## TASK GOAL
Scale the point coordinates in the material below by 1.9, rounding each to a whole number with halves going up. Do this for everything from the line containing "Where can you see the amplifier" down to the end of the material, and write those lines out again with the requests left as they are.

#### DATA EXTRACT

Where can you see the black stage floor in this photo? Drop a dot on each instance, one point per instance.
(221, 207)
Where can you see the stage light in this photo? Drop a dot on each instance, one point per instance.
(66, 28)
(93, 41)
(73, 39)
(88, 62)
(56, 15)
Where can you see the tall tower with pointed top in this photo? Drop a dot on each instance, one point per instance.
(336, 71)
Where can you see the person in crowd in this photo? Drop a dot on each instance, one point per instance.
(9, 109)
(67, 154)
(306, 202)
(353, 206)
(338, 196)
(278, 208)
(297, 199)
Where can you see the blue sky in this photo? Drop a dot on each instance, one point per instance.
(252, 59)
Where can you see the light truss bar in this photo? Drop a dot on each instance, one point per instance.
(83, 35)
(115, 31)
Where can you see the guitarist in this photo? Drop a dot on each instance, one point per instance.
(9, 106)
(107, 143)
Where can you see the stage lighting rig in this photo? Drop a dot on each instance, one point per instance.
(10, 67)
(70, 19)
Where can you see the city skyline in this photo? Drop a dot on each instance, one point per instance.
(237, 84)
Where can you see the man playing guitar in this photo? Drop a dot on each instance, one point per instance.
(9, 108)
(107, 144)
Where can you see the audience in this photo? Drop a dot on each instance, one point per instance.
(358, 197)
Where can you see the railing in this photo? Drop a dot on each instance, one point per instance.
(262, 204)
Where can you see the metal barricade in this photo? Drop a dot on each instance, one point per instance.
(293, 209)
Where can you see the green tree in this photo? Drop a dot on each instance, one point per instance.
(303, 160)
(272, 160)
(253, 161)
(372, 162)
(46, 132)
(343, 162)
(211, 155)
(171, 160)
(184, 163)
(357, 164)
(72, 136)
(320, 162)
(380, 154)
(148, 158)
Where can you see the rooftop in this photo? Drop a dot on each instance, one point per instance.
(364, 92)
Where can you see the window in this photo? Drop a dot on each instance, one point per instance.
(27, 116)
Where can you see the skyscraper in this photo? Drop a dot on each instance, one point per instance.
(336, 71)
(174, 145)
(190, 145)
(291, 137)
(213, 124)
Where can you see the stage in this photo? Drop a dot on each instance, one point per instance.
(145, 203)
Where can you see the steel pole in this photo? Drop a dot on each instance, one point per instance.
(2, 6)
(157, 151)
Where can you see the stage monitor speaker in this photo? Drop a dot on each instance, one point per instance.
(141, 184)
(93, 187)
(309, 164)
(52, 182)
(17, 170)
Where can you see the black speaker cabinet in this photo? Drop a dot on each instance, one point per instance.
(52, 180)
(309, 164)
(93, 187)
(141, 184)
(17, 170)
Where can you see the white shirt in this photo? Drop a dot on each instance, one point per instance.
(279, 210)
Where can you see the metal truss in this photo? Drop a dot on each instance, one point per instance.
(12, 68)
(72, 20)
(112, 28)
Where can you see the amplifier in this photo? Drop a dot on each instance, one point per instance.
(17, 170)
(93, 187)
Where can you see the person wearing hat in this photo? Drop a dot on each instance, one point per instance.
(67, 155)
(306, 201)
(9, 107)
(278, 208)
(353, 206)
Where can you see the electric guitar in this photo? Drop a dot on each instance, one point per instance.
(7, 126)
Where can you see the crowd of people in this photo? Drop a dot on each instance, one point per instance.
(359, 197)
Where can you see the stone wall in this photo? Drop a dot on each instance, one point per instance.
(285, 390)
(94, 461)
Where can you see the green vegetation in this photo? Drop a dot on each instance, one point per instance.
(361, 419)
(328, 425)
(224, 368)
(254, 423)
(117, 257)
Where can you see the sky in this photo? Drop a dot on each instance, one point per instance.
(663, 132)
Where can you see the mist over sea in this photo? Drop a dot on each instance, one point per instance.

########

## EXERCISE RESULT
Where can you see the amplifier in this photo? Drop a dot on each instance, one point per instance.
(32, 323)
(177, 355)
Where can you see the person wearing hat in this photo? Drop a dot on each instance, one point per instance.
(127, 295)
(581, 382)
(17, 203)
(528, 395)
(671, 391)
Where can you see the electric guitar in this photo? Drop a dot on each instance, one point per instance.
(13, 239)
Where can you see the crowd of people in this photo? Drop a dot on each instance, one point per instance.
(682, 374)
Where can you see the stone wall in this photo? Drop a dot on each instance, one point per instance.
(542, 741)
(179, 876)
Where can you see the green vegetation in this photo? Drop a dot on each instance, one point per instance.
(686, 796)
(623, 808)
(426, 699)
(483, 804)
(222, 488)
Where can you see the sky in this photo? Drop a dot on each instance, one point per instance.
(1260, 251)
Where can you see the mist over sea in this photo? Drop a dot on each instance, one point per instance.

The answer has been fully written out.